··· DATA SHOWN

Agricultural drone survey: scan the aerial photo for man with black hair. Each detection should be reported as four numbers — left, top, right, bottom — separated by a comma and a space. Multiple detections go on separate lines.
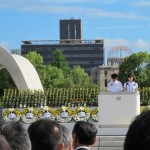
60, 124, 72, 150
28, 118, 64, 150
72, 121, 98, 150
107, 73, 123, 92
124, 111, 150, 150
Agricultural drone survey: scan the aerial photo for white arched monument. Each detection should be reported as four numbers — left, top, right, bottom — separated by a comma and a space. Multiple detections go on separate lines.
0, 47, 43, 90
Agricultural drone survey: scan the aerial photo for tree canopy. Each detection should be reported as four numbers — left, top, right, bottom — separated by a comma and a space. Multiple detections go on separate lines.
118, 52, 150, 87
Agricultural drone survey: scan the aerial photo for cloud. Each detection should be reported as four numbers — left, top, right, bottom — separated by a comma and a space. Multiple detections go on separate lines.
131, 0, 150, 7
0, 42, 8, 49
0, 0, 150, 20
134, 39, 150, 51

······

| WHAT THE TASK ASKS |
Copy the rows above word for word, omitting the picture.

| EXERCISE SOLUTION |
Agricultural drone survey: scan the aerial photo for man with black hair. Each detection should be reported as four numbers — left, top, right, bottom — separated by a comma and a space. Multiple detections go on separate lines.
60, 124, 72, 150
28, 118, 64, 150
72, 121, 98, 150
107, 73, 123, 92
124, 111, 150, 150
Agricultural drone survey: scan the aerial photo for white arched monument. Each detection should be reported as four numbers — left, top, right, bottom — separated by a comma and a space. Multiple detections go on separate lines.
0, 47, 43, 90
Agricultural drone survey: scan the aerial photo for tree canopy. Each detection should be reported as four numbers — left, top, right, bottom — separated by a comma and a space. Multiple detections go on separate lines.
118, 52, 150, 87
Agricultural drone survey: scan the aerial photo for cloud. Each detection should be reported as four numbers — left, top, right, bottom — separated by a comma and a space. Multiple detections go on separate lines.
131, 0, 150, 7
0, 42, 8, 49
0, 0, 150, 20
134, 39, 150, 51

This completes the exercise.